TEXT EXCERPT
╔══
Catching Up with Annie

Turning the Tide Together

Hello, everyone!

 

For many Granite Staters, the ongoing opioid epidemic is the most pressing issue facing New Hampshire today. I have been working with my colleagues in Congress and with local stakeholders to combat the crisis here in New Hampshire and across the country, and I’d like to share with you some of the most recent developments in this fight: 

 

White House Announces Additional Action to Address the Heroin Epidemic 

As families across New Hampshire and around the country continue to lose loved ones to opioid use at an alarming rate, we must take action now. I’ve long urged the White House to be more proactive about addressing this crisis, and I’m very pleased that the Administration recently announced new steps to curb the opioid crisis. I thank the Administration for implementing a number of programs I’ve advocated for, including working to expand access to treatment for individuals suffering from opioid use disorder through a number of grant programs, finalizing a rule requiring mental health and substance use disorder treatment benefits for patients to be comparable to medical and surgical benefits, and implementing new steps to ensure more doctors are trained in pain management and addiction prevention.
╚══
DATA TO EXAMINE
╔══
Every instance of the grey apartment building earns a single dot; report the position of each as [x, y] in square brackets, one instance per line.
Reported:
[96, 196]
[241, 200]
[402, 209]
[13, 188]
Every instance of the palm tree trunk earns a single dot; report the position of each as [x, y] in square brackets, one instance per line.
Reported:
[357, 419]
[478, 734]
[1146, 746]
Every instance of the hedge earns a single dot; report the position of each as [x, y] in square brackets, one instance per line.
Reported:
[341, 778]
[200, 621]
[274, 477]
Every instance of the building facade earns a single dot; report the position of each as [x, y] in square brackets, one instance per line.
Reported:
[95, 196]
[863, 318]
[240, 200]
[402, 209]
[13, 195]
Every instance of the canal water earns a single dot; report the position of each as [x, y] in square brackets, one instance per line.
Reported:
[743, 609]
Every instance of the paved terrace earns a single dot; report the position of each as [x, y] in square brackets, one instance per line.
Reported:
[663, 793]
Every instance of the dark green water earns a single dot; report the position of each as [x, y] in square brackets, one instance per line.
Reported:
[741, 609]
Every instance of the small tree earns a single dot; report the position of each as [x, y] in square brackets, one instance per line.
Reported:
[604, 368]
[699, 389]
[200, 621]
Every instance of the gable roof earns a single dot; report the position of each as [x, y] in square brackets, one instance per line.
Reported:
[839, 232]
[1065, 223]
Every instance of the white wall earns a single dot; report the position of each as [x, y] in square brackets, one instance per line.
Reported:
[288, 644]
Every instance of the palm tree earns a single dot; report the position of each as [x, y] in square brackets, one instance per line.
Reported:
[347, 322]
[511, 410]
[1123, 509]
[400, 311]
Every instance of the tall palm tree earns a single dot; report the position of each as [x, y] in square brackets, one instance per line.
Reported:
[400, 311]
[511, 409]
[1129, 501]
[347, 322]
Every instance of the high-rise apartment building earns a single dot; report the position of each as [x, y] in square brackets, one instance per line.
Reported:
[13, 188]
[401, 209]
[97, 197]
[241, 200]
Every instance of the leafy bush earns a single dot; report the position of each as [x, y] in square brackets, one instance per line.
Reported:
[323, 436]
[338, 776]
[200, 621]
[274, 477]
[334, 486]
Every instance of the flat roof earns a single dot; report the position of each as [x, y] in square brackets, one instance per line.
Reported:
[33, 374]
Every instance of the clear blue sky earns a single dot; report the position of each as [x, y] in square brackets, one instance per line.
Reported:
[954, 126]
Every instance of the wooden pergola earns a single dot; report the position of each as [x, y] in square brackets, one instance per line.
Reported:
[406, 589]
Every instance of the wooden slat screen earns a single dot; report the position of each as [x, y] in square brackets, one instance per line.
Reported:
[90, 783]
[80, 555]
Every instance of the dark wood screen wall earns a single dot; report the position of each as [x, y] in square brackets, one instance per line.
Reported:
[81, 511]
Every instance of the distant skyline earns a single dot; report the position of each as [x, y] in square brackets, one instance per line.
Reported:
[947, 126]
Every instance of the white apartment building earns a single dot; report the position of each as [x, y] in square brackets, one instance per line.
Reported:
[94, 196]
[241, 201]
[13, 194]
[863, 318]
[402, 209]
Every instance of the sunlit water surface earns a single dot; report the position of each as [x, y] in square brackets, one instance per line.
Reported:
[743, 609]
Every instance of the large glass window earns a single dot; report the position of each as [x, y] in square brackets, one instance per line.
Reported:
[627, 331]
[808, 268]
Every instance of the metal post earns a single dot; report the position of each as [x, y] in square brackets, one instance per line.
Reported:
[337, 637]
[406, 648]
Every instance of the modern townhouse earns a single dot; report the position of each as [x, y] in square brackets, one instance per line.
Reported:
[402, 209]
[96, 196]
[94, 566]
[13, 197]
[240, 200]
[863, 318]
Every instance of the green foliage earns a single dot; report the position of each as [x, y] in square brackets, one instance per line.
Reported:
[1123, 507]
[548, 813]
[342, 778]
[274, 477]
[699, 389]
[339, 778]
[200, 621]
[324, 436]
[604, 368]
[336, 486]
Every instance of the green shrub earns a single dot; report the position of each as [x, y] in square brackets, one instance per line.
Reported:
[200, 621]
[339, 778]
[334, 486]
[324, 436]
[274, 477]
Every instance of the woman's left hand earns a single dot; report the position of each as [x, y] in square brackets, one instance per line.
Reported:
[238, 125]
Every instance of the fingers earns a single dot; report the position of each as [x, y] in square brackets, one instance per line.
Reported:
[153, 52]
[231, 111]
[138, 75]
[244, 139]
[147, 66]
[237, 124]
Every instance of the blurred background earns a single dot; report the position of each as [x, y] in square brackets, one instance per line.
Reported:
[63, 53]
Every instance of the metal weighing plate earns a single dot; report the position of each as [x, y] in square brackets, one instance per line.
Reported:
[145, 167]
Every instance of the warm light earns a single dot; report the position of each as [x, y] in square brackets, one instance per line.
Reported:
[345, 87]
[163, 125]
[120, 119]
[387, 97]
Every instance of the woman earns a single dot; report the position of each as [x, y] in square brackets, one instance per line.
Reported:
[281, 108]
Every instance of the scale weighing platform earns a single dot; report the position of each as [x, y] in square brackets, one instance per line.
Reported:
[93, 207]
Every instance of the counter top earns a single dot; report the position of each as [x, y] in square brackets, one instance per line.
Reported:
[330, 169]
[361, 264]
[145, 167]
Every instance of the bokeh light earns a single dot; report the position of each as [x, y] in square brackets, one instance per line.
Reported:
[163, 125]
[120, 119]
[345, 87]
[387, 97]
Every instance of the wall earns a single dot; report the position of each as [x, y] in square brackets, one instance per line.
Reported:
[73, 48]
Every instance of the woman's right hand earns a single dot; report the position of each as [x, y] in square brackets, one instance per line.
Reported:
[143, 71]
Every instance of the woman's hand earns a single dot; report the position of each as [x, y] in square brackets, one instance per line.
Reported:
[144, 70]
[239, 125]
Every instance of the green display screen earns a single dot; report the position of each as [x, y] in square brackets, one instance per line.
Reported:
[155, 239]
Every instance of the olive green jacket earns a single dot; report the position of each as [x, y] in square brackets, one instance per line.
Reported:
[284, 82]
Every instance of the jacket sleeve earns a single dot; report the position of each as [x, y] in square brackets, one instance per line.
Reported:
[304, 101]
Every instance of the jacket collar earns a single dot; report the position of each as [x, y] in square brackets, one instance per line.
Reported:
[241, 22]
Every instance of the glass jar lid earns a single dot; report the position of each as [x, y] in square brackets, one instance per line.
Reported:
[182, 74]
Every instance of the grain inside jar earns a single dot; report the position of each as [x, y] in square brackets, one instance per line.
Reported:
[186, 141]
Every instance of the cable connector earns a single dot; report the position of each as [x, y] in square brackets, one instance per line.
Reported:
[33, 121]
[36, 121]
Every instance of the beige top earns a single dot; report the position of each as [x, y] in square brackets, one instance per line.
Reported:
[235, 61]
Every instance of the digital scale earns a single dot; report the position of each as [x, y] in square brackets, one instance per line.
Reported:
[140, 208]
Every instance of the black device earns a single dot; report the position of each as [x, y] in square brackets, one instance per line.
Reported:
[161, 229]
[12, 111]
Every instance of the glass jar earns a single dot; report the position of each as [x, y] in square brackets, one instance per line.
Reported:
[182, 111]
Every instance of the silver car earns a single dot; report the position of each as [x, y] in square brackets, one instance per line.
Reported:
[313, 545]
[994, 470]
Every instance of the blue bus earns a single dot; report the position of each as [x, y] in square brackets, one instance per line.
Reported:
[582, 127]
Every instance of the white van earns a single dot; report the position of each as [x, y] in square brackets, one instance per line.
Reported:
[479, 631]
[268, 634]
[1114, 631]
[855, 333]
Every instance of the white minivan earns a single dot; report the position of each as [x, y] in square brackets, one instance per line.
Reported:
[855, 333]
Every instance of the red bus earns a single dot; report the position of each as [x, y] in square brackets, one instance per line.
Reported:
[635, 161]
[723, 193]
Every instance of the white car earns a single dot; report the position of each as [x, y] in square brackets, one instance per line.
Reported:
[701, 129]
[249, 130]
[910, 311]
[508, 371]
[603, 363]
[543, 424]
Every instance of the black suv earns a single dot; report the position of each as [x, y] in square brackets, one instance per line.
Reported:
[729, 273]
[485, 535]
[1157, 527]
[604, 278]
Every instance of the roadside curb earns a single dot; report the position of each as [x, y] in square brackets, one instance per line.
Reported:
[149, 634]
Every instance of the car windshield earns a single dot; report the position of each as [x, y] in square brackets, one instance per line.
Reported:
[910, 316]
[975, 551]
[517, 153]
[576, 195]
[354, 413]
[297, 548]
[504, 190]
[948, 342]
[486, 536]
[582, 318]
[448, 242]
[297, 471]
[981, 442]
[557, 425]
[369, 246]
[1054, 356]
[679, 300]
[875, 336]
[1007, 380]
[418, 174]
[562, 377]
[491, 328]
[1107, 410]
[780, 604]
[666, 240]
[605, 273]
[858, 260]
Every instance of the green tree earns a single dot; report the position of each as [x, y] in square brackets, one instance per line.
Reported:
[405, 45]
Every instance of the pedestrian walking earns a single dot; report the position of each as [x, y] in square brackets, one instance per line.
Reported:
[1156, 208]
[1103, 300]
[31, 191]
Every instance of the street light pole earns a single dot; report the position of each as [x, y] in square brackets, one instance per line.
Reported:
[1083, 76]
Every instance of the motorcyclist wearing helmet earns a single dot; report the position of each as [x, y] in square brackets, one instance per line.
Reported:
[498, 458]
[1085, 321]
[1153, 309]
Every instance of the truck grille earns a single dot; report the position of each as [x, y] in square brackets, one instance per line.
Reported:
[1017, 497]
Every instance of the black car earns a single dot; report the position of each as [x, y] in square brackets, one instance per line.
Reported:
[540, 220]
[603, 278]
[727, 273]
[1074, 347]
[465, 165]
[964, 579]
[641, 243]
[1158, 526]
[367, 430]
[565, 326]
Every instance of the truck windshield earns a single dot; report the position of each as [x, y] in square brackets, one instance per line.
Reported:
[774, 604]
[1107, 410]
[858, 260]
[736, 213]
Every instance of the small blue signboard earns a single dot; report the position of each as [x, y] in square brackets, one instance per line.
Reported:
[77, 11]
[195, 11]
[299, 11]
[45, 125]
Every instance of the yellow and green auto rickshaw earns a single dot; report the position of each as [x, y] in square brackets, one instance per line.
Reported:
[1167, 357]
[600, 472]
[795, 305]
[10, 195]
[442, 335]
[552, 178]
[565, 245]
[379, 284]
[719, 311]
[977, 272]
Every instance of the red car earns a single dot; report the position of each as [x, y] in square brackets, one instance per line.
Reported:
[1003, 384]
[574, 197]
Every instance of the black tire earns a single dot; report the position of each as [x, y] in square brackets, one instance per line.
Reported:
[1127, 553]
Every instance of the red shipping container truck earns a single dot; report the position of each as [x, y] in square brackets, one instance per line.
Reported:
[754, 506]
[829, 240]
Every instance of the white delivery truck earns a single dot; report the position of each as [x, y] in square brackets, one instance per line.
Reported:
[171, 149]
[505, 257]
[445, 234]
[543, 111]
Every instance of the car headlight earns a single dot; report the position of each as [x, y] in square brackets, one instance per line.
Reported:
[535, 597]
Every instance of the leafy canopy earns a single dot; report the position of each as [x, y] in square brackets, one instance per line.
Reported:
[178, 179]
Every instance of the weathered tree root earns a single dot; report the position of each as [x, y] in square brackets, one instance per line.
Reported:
╚══
WHAT IS EXPECTED
Rewrite the stretch of the opioid epidemic update from "As families across" through "and addiction prevention.", swapping "Administration" for "federal government".

EXPECTED ANSWER
As families across New Hampshire and around the country continue to lose loved ones to opioid use at an alarming rate, we must take action now. I’ve long urged the White House to be more proactive about addressing this crisis, and I’m very pleased that the federal government recently announced new steps to curb the opioid crisis. I thank the federal government for implementing a number of programs I’ve advocated for, including working to expand access to treatment for individuals suffering from opioid use disorder through a number of grant programs, finalizing a rule requiring mental health and substance use disorder treatment benefits for patients to be comparable to medical and surgical benefits, and implementing new steps to ensure more doctors are trained in pain management and addiction prevention.